◆ **EXCERPTED TEXT**
===

1. $\left(- 12 , 2\right)$
2. $\left(- 10 , 4\right)$
3. $\left(12 , 4\right)$
4. $\left(- 3 , 4\right)$
5. $\left(- 12 , 16\right)$
6. $\left(- 12 , - 4\right)$

#### Explanation:

1:

Dividing the function by 2 divides all the y-values by 2 as well. So to get the new point, we will take the y-value ($4$) and divide it by 2 to get $2$.

Therefore, the new point is $\left(- 12 , 2\right)$

2:

Subtracting 2 from the input of the function makes all of the x-values increase by 2 (in order to compensate for the subtraction). We will need to add 2 to the x-value ($- 12$) to get $- 10$.

Therefore, the new point is $\left(- 10 , 4\right)$

3:

Making the input of the function negative will multiply every x-value by $- 1$. To get the new point, we will take the x-value ($- 12$) and multiply it by $- 1$ to get $12$.

Therefore, the new point is $\left(12 , 4\right)$

4:

Multiplying the input of the function by 4 makes all of the x-values be divided by 4 (in order to compensate for the multiplication). We will need to divide the x-value ($- 12$) by $4$ to get $- 3$.

===

◆ **PROMPT**
Can you restate the excerpt's paragraph beginning "Subtracting 2 from the input" in one shorter sentence that keeps its main facts? The listing has no connection to the excerpt.

◆ **PROVIDED INFORMATION**

===

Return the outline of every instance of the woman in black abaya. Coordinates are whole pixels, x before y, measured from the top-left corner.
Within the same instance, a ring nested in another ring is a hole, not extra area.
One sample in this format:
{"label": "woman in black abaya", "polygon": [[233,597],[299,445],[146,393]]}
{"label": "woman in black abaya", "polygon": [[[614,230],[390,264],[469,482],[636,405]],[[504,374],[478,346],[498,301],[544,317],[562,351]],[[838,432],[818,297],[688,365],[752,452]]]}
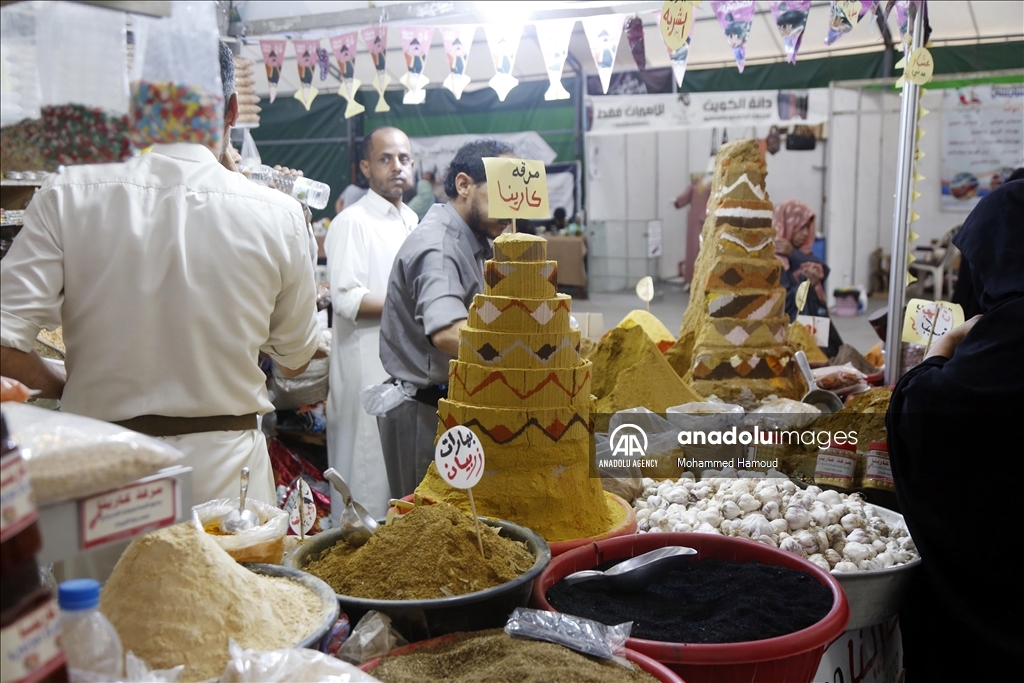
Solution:
{"label": "woman in black abaya", "polygon": [[1024,180],[985,197],[953,244],[981,313],[900,379],[886,416],[896,495],[924,560],[900,613],[908,683],[1024,672],[1012,559],[1024,503]]}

===

◆ **RIGHT ANSWER**
Subtracting 2 from the function's input raises every x-value by 2 to compensate, so the x-value −12 becomes −10.